[EXTRAIT CHOISI]

____

Après avoir fait le tour du jardin pour m’assurer que les sentinelles avaient bien été relevées, je rentrai à mon cabinet et me remis au travail. Quand soudain, vers midi, un officier allemand armé d’un revolver, accompagné d’un soldat muni d’une mitraillette, entra dans mon bureau en coup de vent. D’une voix méchante et brutale, il me dit :

— Vous êtes monsieur Lebrun ?

— Oui, répondis-je.

— J’ai ordre de vous arrêter, suivez-moi !

En même temps un autre soldat, la mitraillette au bras, se tenait au jardin, devant la fenêtre, l’arme braquée vers moi.

J’ai peine à retrouver mes sentiments d’alors. Qui ne les eût éprouvés ? J’étais l’objet d’une agression inqualifiable, sans motif avouable, quelques instants après une mesure bienveillante de l’autorité italienne. Un criminel pris en flagrant délit n’eût pas été traité avec plus de rigueur, de brutalité, j’allais dire de bestialité.

____

[CONSIGNE 1]
Dans l’extrait sur l’arrestation, résumez plus brièvement le paragraphe qui commence par « Après avoir fait le tour du jardin » en gardant les faits principaux.
[CONSIGNE 2]
Recopiez sans rien changer le passage de l’extrait sur l’arrestation qui va de « Après avoir fait » à « dire de bestialité. ».
[CONSIGNE 3]
Écrivez la suite du récit de l’arrestation de M. Lebrun, à partir de sa dernière phrase.

____

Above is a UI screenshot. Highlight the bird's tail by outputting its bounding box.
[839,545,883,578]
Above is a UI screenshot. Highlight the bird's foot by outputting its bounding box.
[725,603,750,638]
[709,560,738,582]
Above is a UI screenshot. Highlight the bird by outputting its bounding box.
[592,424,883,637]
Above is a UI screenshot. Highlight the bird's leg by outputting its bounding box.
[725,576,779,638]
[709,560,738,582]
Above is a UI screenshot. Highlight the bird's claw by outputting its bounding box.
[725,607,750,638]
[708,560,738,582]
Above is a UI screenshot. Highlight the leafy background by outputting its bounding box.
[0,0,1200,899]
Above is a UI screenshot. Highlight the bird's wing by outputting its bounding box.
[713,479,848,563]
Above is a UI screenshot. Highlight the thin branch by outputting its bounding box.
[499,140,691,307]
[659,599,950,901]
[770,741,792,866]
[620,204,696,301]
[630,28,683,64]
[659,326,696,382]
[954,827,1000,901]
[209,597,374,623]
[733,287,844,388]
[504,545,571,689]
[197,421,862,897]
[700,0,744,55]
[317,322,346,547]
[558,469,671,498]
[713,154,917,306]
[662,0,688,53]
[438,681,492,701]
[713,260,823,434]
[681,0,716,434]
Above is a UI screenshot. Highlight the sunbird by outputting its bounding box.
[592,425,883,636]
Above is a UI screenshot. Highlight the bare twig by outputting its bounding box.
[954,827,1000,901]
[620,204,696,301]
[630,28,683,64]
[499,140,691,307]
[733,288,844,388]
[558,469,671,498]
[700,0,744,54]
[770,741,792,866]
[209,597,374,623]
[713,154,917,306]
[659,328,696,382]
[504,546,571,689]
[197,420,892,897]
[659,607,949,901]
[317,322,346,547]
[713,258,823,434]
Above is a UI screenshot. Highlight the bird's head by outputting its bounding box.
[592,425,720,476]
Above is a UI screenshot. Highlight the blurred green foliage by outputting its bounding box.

____

[RÉPONSE 1]
Après avoir vérifié au jardin la relève des sentinelles, retour au cabinet et reprise du travail. Vers midi, un officier allemand armé d’un revolver entre brusquement dans le bureau avec un soldat portant une mitraillette. L’officier prend alors la parole d’une voix méchante et brutale.

[RÉPONSE 2]
Après avoir fait le tour du jardin pour m’assurer que les sentinelles avaient bien été relevées, je rentrai à mon cabinet et me remis au travail. Quand soudain, vers midi, un officier allemand armé d’un revolver, accompagné d’un soldat muni d’une mitraillette, entra dans mon bureau en coup de vent. D’une voix méchante et brutale, il me dit :

— Vous êtes monsieur Lebrun ?

— Oui, répondis-je.

— J’ai ordre de vous arrêter, suivez-moi !

En même temps un autre soldat, la mitraillette au bras, se tenait au jardin, devant la fenêtre, l’arme braquée vers moi.

J’ai peine à retrouver mes sentiments d’alors. Qui ne les eût éprouvés ? J’étais l’objet d’une agression inqualifiable, sans motif avouable, quelques instants après une mesure bienveillante de l’autorité italienne. Un criminel pris en flagrant délit n’eût pas été traité avec plus de rigueur, de brutalité, j’allais dire de bestialité.

[RÉPONSE 3]
— De quoi s’agit-il ? dis-je. Je ne comprends rien à ce qui se passe.

— Pas de discours ; suivez-moi. Vous avez deux minutes pour partir.

— Mais encore ! au moins dois-je emporter ce qui m’est nécessaire pour le voyage !

— Non, on vous le fera parvenir plus tard.

— Eh bien ! non, dis-je avec force, je prendrai ce qui me plaît.

Et je me dirigeai vers l’étage pour alerter ma famille.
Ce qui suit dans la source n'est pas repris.